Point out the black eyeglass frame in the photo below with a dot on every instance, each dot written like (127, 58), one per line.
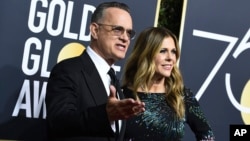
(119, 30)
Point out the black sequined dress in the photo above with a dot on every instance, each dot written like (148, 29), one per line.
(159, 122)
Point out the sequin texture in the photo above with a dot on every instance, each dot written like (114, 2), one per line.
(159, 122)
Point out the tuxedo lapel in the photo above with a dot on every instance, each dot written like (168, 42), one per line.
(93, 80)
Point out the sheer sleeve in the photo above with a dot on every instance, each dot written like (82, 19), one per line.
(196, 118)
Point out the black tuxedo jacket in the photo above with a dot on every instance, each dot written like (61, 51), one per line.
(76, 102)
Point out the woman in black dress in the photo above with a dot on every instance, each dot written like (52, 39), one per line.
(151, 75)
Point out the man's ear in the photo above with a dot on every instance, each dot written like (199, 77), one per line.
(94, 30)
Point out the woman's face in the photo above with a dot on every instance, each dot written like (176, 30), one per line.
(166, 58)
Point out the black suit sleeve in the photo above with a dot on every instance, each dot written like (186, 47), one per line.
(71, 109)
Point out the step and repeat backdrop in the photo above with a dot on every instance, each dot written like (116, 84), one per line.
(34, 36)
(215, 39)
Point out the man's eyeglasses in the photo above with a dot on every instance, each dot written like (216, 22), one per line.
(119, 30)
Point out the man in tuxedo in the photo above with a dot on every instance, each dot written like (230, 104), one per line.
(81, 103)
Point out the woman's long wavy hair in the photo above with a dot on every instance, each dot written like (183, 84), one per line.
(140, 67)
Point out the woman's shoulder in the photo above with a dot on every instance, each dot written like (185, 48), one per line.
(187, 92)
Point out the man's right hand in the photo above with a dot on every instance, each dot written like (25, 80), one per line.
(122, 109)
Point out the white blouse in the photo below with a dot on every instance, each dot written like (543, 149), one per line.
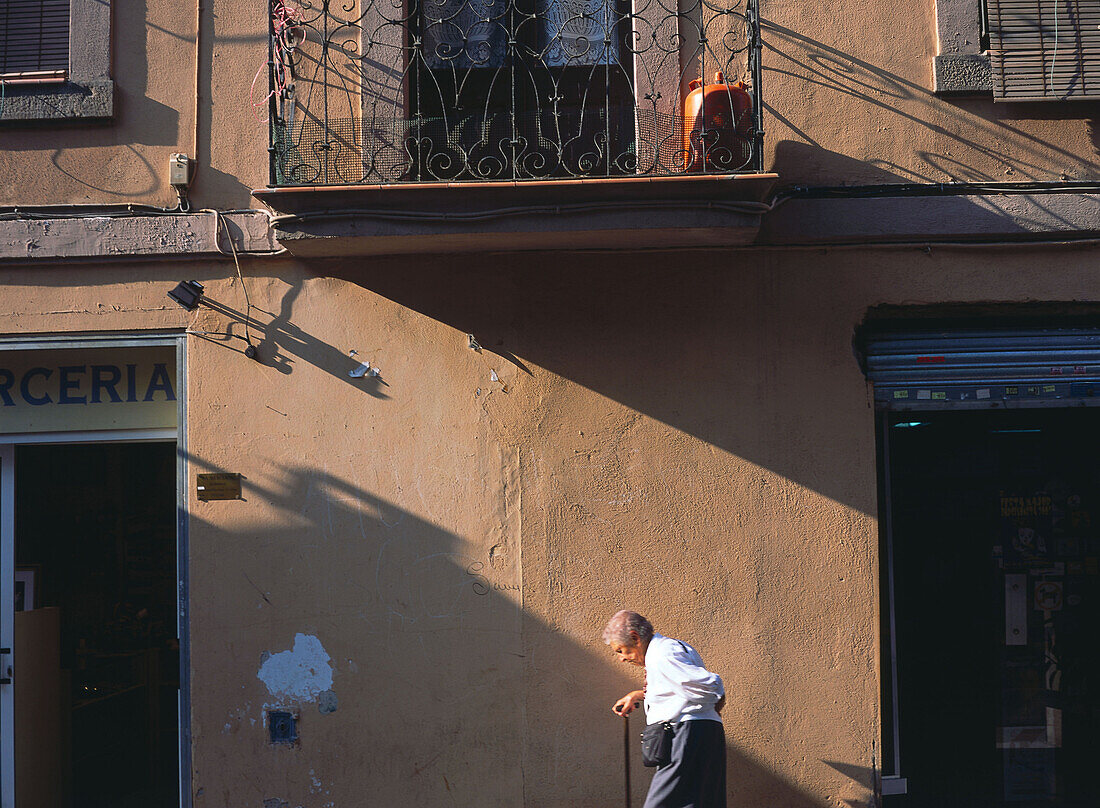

- - - - -

AIM OF THE TASK: Starting at the line that contains "Point out the woman's long" and ending with the last line of the data, transcribe every line exactly; skip the pictures.

WRITTEN REPLY:
Point out the woman's long wavy hair in the photo above with a dot on every instance, each dot written like (183, 84), one per line.
(140, 67)
Point out the woman's shoulder in the photo above with a dot on every instance, each dot written like (185, 48), one per line.
(187, 92)
Point out the man's right hand in the photo above with a dot on every instance, each dot written like (25, 80), one per line.
(122, 109)
Point out the white blouse in the photo below with a dot on every instance, each dot written like (543, 149), one per line.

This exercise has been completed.